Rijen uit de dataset
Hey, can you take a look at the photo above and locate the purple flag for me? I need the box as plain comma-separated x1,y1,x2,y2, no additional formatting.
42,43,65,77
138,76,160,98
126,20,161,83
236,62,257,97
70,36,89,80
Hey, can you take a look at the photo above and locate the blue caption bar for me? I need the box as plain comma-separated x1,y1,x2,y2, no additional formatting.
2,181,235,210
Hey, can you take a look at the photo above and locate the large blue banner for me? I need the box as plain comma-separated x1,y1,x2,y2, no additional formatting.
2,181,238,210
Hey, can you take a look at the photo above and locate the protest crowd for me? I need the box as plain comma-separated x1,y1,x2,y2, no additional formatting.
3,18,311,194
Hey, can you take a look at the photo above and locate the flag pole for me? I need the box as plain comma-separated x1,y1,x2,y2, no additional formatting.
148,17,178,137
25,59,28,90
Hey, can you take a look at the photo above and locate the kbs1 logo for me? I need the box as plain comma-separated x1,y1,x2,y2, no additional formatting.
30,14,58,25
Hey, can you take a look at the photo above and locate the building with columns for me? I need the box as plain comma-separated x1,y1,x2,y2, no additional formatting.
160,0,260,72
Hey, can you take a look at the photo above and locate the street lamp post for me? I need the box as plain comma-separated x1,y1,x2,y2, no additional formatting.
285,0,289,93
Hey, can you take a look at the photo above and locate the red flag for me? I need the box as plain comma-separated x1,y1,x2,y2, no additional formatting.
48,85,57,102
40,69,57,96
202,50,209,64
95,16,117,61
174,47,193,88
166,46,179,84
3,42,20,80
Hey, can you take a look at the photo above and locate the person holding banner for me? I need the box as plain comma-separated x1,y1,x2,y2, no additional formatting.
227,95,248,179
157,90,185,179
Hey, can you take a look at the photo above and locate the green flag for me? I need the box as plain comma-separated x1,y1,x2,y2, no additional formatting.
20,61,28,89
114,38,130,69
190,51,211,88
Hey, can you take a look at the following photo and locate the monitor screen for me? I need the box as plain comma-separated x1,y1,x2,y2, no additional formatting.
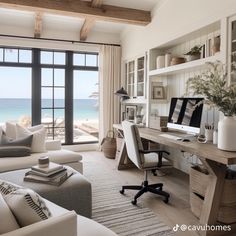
168,98,203,133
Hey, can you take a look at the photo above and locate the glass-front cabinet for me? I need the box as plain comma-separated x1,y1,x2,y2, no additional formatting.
125,55,146,98
228,16,236,84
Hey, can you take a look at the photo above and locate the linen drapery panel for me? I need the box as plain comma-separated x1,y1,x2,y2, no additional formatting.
99,45,121,143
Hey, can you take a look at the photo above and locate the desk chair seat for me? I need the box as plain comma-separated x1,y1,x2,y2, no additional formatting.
120,121,171,205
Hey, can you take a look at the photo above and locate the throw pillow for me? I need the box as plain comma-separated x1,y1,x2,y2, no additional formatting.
0,133,33,147
0,179,21,196
16,124,46,152
4,189,52,227
0,194,20,234
6,122,16,139
0,146,31,157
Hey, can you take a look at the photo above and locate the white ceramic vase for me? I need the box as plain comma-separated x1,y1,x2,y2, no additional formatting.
218,116,236,151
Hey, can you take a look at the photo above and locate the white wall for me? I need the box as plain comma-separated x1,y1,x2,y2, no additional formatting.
121,0,236,172
121,0,236,59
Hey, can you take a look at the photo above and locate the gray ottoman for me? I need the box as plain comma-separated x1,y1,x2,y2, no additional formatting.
0,166,92,218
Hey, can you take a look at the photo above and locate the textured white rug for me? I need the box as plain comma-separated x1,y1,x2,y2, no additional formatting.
84,162,174,236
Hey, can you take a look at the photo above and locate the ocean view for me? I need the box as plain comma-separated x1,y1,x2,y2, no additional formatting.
0,98,99,123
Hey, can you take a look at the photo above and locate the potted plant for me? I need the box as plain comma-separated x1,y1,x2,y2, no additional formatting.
184,46,202,61
187,61,236,151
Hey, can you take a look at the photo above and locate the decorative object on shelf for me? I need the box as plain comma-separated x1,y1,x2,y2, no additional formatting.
152,86,165,99
187,61,236,151
170,57,185,66
184,46,202,61
165,53,171,67
125,106,137,121
115,87,130,100
156,56,165,69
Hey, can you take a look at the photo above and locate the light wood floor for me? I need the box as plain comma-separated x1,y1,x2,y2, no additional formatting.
81,152,201,236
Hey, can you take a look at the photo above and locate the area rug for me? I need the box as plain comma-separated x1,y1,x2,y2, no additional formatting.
84,162,174,236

* **Opdrachtomschrijving**
Geef de regels weer als Markdown-tabel met de kolommen Nr. en Tekst. Begin bij de regel met "locate the flag", stop na de regel met "30,14,58,25" en laat lege regels weg.

* **Volledige uitvoer**
| Nr. | Tekst |
|---|---|
| 1 | Hey, can you take a look at the photo above and locate the flag pole for me? I need the box as plain comma-separated x1,y1,x2,y2, no additional formatting. |
| 2 | 148,17,178,137 |
| 3 | 25,59,28,90 |
| 4 | Hey, can you take a look at the photo above and locate the kbs1 logo for me? I need the box as plain comma-separated x1,y1,x2,y2, no additional formatting. |
| 5 | 30,14,58,25 |